Langkah pertama, dan terpenting, membuka isolasi geografis dengan membangun jalan raya yang menghubungkan Balige dengan Parapat sampai Medan di utara dan Tarutung sampai Sibolga tahun 1917-1920.
Dengan begitu arus manusia dan barang dari dan ke Balige dan sekitarnya menjadi lebih lancar dan efisien. Termasuk arus iptek melalui jalur pendidikan dan penyuluhan yang membuka gerbang kemajuan bagi masyarakat Batak di Balige dan sekitarnya.
Langkah kedua, bertepatan dengan Depresi Besar awal 1930-an, pengembangan industri tenun di Balige. Ini strategi Pemerintah Kolonial mengantisipasi dampak Depresi Besar pada ekonomi rakyat setempat dan Sumatera Timur.

(Entri data tersimpan)
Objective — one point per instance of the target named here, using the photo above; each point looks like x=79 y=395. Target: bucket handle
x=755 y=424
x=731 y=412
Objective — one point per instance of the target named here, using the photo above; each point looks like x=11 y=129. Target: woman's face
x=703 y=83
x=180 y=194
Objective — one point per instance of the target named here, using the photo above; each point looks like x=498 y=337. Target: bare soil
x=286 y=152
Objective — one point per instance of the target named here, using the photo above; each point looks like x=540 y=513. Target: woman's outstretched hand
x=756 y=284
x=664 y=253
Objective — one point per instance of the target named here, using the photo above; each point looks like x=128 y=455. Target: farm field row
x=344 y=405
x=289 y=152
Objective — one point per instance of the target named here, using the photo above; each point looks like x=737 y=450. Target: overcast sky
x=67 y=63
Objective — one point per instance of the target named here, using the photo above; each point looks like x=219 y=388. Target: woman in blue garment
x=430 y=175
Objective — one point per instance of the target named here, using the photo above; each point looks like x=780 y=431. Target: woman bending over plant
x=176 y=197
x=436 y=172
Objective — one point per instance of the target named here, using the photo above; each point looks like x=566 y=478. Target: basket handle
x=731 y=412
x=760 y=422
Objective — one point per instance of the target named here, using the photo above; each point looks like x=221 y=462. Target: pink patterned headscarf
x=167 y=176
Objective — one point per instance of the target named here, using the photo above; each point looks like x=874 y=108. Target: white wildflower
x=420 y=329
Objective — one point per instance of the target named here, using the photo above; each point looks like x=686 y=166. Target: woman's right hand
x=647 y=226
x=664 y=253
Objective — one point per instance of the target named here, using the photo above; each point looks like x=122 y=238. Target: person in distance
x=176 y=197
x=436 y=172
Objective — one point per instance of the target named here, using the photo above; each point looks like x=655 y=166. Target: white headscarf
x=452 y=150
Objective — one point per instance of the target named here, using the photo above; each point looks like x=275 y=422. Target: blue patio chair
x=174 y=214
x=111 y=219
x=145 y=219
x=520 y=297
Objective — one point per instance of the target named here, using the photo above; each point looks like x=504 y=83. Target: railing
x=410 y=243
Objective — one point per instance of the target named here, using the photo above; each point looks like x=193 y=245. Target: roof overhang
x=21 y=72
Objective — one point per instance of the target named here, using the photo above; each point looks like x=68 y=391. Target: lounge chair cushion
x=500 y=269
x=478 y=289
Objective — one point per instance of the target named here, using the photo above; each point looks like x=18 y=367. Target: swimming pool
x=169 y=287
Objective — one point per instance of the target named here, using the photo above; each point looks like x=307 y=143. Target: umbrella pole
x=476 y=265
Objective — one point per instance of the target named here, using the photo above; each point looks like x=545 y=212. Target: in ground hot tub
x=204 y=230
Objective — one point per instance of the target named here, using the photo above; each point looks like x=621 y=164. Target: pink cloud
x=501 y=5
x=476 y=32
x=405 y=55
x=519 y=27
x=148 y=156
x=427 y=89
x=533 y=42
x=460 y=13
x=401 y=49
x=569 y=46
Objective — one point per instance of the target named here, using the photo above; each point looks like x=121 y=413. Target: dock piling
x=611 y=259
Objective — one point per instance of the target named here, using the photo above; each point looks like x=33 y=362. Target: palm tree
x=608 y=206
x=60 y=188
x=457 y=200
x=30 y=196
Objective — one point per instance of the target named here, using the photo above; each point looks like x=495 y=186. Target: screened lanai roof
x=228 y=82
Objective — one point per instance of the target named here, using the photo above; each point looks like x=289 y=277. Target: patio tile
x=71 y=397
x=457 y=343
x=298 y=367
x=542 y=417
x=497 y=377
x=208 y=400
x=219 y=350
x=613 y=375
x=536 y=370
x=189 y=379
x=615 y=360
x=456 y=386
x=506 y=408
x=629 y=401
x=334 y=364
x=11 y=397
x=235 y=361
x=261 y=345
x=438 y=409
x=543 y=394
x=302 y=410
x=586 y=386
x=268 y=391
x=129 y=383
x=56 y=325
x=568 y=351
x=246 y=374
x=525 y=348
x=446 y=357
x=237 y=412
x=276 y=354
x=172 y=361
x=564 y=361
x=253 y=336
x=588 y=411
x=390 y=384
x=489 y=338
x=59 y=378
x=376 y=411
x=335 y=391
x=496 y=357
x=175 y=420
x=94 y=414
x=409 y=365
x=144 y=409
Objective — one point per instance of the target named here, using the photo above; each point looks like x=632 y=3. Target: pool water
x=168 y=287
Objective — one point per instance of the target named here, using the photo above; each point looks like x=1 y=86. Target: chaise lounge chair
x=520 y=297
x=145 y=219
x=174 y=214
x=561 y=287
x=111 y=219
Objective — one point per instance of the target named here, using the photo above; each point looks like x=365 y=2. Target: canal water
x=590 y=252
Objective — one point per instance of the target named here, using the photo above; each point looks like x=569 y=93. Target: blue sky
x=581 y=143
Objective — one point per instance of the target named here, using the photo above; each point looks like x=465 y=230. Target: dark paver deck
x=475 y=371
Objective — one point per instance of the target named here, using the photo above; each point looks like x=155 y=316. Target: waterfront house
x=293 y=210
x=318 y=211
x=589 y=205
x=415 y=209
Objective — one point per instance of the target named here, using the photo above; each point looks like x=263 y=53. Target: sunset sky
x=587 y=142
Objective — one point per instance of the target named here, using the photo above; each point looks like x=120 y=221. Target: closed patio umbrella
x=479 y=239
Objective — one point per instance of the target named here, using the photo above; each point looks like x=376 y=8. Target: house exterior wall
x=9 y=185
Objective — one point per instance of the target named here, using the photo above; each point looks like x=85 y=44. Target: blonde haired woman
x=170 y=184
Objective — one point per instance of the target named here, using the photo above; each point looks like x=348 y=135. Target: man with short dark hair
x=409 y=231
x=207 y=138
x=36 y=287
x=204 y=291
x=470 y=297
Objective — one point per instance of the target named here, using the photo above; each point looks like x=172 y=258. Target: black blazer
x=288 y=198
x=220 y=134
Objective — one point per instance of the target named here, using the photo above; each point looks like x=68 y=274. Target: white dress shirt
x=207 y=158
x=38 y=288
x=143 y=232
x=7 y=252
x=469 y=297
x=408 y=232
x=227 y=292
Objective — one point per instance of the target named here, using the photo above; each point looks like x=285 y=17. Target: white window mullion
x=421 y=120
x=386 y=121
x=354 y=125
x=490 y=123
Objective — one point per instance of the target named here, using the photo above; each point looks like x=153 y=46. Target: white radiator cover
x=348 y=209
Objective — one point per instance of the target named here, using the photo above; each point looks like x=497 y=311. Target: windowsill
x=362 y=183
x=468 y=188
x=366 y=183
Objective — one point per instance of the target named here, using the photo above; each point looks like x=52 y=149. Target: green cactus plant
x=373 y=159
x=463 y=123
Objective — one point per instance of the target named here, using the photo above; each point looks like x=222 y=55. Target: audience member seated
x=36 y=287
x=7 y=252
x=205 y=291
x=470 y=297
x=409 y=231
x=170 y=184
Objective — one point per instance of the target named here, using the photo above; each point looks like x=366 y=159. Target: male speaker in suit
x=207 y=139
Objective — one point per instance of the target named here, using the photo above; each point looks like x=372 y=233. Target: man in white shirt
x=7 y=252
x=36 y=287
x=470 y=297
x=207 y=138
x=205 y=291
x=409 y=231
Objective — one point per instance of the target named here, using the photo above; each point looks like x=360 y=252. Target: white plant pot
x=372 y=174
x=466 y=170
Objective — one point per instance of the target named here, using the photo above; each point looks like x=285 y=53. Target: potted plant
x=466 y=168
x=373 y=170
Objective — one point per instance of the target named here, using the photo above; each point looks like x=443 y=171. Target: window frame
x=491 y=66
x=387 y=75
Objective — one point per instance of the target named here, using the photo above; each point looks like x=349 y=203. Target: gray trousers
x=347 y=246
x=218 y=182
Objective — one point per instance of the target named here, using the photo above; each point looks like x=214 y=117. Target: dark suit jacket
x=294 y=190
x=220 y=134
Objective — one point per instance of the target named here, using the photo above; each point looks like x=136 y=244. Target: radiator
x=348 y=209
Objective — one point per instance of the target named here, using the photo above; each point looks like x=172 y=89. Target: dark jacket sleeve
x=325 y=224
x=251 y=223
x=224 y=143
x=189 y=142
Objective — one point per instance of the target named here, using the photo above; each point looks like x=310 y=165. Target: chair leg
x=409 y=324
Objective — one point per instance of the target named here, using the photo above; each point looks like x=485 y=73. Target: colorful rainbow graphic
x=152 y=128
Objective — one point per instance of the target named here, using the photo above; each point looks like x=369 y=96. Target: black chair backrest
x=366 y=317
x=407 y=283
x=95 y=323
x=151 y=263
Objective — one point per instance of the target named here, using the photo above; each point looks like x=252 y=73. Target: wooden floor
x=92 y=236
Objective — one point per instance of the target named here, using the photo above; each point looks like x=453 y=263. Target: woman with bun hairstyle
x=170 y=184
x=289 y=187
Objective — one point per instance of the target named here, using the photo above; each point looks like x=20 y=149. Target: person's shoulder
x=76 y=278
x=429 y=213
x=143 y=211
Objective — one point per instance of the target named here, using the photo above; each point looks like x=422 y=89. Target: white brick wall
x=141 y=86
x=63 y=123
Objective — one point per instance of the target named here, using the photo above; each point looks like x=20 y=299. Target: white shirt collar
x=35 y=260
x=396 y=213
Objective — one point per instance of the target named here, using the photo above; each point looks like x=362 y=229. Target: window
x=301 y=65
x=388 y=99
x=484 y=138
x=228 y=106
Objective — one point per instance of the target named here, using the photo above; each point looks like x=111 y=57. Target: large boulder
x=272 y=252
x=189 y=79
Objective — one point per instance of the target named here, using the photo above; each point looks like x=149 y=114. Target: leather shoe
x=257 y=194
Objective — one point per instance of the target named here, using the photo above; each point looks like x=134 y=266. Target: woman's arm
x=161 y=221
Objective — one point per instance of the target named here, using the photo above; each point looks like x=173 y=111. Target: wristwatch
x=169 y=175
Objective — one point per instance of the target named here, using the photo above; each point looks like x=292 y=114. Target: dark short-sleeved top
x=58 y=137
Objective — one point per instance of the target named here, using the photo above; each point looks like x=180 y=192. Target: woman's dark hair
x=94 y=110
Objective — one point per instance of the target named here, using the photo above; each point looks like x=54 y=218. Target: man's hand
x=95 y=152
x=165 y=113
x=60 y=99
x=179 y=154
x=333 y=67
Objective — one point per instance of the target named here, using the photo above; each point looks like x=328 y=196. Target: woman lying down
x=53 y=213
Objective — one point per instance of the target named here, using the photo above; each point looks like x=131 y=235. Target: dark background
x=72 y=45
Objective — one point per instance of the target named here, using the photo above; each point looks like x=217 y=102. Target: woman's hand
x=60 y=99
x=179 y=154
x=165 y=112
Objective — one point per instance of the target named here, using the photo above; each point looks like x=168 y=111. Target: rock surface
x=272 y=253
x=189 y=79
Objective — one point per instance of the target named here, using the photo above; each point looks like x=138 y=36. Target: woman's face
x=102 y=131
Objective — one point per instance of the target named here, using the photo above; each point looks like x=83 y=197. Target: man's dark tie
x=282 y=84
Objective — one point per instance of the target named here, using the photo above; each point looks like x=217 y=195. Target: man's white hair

- _Tugas Wajib_
1. Ketik ulang tanpa perubahan bagian teks tentang Balige yang dibuka dengan kata-kata "Dengan begitu arus" dan ditutup dengan "dan Sumatera Timur.".
2. Ulangi persis baris-baris catatan, mulai dari baris pertama catatan sampai baris yang memuat "x=180 y=194", termasuk kedua baris itu.

- _Jawaban Tertulis_
1.
Dengan begitu arus manusia dan barang dari dan ke Balige dan sekitarnya menjadi lebih lancar dan efisien. Termasuk arus iptek melalui jalur pendidikan dan penyuluhan yang membuka gerbang kemajuan bagi masyarakat Batak di Balige dan sekitarnya.
Langkah kedua, bertepatan dengan Depresi Besar awal 1930-an, pengembangan industri tenun di Balige. Ini strategi Pemerintah Kolonial mengantisipasi dampak Depresi Besar pada ekonomi rakyat setempat dan Sumatera Timur.

2.
Objective — one point per instance of the target named here, using the photo above; each point looks like x=79 y=395. Target: bucket handle
x=755 y=424
x=731 y=412
Objective — one point per instance of the target named here, using the photo above; each point looks like x=11 y=129. Target: woman's face
x=703 y=83
x=180 y=194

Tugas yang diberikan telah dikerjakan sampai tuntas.